» Problem description: Output the lines below as a two-column CSV with the header text,points and one row for each line that begins with "Expected:". Put that line in the text column and the lines that follow it in the points column, with each field quoted and line breaks replaced by spaces.

*-*-*

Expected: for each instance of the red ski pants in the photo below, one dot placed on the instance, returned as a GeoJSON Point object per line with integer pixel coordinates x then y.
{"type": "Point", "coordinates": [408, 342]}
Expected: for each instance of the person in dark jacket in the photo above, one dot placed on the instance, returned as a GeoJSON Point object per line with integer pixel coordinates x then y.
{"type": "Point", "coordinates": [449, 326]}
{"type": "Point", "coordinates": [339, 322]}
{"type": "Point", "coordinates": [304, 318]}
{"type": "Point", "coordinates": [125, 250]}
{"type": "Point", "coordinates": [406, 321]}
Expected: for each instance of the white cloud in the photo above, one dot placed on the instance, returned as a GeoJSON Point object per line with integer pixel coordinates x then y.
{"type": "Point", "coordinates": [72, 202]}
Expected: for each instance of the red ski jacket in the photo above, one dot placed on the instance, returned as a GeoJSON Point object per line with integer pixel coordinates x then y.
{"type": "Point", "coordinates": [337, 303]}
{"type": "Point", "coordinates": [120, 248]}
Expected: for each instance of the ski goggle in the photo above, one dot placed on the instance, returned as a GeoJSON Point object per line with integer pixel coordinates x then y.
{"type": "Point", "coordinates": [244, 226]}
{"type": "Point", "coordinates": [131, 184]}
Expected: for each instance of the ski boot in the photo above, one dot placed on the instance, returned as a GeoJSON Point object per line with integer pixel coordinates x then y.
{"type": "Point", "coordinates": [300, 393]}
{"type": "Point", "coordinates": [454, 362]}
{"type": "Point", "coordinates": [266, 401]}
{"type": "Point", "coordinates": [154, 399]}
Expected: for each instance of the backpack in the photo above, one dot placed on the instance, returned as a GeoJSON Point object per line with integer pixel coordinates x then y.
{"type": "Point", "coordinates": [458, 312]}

*-*-*

» Solution to the problem:
text,points
"Expected: for each instance of the red ski pants in the photo below, one dot placed on the instance, returned as a GeoJSON Point object per line with integer pixel coordinates x then y.","{""type"": ""Point"", ""coordinates"": [408, 342]}"
"Expected: for each instance of the person in dark jacket in the photo above, one dot placed on the instance, returned as a GeoJSON Point object per line with integer pixel coordinates x then y.","{""type"": ""Point"", ""coordinates"": [449, 326]} {""type"": ""Point"", ""coordinates"": [339, 322]} {""type"": ""Point"", ""coordinates"": [304, 318]} {""type"": ""Point"", ""coordinates"": [125, 250]} {""type"": ""Point"", ""coordinates"": [406, 321]}"
"Expected: for each instance of the white cloud in the photo above, one dot placed on the instance, returned as a GeoJSON Point object per line with integer pixel coordinates x then y.","{""type"": ""Point"", ""coordinates"": [72, 202]}"
"Expected: for each instance of the red ski jacket in the photo above, one dot placed on the instance, returned as a GeoJSON Point object per line with integer pixel coordinates x then y.","{""type"": ""Point"", ""coordinates"": [337, 303]} {""type"": ""Point"", ""coordinates"": [120, 248]}"
"Expected: for each instance of the ski goggle in the photo above, one dot placed on the instance, returned as a GeoJSON Point object per line with integer pixel coordinates x then y.","{""type"": ""Point"", ""coordinates"": [244, 226]} {""type"": ""Point"", ""coordinates"": [131, 184]}"
"Expected: for each instance of the ski boot in the photo above, one dot placed on the instance, returned as a GeoJSON Point object per line with integer pixel coordinates x then y.","{""type"": ""Point"", ""coordinates"": [300, 393]} {""type"": ""Point"", ""coordinates"": [454, 362]} {""type"": ""Point"", ""coordinates"": [266, 401]} {""type"": ""Point"", ""coordinates"": [154, 399]}"
"Expected: for each instance of the backpack in the photo above, one dot placed on the instance, returned as a GeoJSON Point object per line with integer pixel coordinates x then y.","{""type"": ""Point"", ""coordinates"": [458, 312]}"